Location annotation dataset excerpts
-=-=-
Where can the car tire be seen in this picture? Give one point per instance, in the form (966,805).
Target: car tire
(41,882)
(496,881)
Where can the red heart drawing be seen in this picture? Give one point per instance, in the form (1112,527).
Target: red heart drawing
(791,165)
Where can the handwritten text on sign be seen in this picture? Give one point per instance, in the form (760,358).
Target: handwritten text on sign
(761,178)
-=-=-
Please rewrite all of the data above, replacing "Target" with "Object" and leaving everything else unchanged.

* [Answer for this exercise]:
Where can the car tire be seen in this picture? Give one point per instance, in the form (966,805).
Object: car tire
(41,882)
(496,881)
Where can the red heart drawing be seen in this picture? Give one point per instance, in the form (1112,527).
Object: red heart drawing
(791,165)
Where can the handwritten text on sign be seen in this picture? Give one point per instance, in the form (760,358).
Object: handwritten text on sign
(761,178)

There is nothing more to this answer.